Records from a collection
- - -

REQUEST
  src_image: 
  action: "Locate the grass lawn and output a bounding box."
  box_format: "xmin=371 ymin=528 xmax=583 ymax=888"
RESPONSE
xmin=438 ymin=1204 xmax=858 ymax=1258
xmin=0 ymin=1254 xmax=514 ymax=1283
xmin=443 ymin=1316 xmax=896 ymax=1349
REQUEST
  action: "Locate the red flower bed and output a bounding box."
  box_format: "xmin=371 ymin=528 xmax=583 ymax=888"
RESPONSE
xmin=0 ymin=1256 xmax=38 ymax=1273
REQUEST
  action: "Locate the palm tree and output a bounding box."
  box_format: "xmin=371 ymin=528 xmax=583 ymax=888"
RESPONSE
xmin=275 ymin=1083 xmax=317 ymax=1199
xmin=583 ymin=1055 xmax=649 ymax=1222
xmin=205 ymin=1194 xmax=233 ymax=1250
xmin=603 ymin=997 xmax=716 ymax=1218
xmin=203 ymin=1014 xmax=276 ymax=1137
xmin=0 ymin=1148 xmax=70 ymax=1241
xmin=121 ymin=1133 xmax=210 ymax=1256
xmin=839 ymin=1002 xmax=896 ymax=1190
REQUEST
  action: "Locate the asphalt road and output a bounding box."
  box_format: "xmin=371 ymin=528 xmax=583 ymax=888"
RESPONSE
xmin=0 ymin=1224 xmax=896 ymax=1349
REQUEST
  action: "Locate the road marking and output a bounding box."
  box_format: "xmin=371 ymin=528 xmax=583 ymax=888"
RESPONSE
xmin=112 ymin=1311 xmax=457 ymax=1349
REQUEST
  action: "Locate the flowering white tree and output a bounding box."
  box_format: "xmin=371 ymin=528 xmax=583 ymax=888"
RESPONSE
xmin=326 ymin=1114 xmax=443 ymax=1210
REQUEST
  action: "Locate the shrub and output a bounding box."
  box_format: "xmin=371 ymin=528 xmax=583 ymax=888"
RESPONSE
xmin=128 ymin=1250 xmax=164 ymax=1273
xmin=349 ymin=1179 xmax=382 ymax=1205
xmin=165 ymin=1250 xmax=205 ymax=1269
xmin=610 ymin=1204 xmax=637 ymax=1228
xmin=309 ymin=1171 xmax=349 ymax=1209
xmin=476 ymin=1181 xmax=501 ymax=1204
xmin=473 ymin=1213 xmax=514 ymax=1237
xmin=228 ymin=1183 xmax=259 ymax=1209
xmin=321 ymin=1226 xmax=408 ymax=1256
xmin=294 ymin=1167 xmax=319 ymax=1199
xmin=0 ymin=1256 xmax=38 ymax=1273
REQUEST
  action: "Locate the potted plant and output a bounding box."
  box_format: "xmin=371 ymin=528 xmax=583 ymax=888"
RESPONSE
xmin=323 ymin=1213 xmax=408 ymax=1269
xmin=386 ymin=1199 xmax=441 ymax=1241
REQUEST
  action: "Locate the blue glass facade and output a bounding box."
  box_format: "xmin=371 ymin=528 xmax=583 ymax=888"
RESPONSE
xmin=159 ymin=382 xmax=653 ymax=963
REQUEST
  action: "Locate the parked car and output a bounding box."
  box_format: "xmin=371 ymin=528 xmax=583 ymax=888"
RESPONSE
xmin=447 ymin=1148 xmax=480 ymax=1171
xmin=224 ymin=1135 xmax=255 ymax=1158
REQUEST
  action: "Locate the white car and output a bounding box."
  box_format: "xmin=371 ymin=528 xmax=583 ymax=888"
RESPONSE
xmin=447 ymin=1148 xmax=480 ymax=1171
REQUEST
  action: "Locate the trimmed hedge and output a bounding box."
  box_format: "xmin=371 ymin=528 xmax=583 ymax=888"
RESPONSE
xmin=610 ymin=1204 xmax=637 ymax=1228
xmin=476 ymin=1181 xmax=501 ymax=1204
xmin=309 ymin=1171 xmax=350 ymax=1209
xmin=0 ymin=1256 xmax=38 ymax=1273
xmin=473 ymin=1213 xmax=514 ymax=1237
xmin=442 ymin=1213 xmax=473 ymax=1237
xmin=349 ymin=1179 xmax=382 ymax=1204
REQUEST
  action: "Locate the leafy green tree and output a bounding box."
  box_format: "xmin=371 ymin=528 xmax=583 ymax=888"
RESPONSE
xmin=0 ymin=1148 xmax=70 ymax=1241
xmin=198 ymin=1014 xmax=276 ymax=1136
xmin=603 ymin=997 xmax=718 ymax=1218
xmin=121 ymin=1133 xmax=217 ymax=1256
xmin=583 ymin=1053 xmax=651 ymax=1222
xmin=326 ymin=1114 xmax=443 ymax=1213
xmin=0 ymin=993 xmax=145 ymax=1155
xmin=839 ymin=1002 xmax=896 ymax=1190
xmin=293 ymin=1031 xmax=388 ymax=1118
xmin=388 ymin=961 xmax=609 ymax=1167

- - -

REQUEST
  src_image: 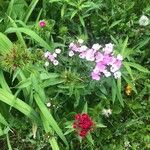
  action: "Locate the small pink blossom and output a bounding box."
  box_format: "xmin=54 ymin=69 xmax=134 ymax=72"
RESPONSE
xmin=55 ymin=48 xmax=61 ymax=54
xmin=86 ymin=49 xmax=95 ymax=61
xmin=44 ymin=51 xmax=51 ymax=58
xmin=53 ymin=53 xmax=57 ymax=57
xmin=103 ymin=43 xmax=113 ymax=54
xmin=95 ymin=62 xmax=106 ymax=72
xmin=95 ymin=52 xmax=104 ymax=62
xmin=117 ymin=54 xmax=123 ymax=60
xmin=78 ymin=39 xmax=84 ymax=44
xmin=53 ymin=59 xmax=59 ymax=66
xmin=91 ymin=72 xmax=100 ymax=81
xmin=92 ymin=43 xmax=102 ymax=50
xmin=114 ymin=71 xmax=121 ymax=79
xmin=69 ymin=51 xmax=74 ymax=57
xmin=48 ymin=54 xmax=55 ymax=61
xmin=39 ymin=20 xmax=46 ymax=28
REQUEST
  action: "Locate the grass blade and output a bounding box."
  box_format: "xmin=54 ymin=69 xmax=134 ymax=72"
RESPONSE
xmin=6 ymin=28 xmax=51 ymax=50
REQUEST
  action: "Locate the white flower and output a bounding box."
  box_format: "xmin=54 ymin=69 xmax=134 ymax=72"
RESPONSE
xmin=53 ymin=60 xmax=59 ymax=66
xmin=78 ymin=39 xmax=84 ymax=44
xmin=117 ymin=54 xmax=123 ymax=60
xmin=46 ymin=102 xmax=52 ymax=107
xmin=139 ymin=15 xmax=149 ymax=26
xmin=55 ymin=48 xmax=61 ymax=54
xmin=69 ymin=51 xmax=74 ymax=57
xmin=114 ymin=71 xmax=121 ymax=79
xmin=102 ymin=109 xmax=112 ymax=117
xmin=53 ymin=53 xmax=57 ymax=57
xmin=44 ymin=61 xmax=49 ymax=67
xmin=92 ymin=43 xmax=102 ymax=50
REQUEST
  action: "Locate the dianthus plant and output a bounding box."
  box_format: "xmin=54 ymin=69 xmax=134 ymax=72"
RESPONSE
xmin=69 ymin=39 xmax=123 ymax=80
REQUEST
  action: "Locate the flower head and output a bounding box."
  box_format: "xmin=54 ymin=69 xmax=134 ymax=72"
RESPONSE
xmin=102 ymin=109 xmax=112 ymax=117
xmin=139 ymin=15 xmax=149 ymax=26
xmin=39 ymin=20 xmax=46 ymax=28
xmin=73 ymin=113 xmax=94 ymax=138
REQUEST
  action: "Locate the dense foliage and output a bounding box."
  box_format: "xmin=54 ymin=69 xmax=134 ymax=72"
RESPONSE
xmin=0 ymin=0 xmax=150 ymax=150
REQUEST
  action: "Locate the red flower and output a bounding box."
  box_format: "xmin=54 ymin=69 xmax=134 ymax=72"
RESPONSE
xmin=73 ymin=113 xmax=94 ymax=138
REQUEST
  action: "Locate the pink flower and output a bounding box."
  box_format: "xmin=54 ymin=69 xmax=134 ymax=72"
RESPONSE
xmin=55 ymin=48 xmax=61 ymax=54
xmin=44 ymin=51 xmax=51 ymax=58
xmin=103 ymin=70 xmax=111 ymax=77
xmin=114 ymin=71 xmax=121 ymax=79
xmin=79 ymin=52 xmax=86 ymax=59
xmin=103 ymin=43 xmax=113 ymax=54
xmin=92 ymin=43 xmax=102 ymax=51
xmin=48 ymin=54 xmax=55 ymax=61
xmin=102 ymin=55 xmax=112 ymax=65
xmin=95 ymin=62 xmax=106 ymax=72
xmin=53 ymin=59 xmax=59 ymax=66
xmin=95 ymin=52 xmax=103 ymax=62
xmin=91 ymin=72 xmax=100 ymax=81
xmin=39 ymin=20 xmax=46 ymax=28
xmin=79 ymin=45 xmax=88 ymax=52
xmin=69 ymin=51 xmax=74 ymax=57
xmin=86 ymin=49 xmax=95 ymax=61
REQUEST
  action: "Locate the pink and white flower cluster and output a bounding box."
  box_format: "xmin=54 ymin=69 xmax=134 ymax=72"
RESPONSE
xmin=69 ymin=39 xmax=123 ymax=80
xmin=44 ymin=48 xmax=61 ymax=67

- - -

* Given problem *
List every line in the records above that contains the string "plant". Matching is case-sensitive.

* The completed task *
  action: "Locate the potted plant and output a bounding box."
  action: "Locate the dianthus plant and output a bounding box."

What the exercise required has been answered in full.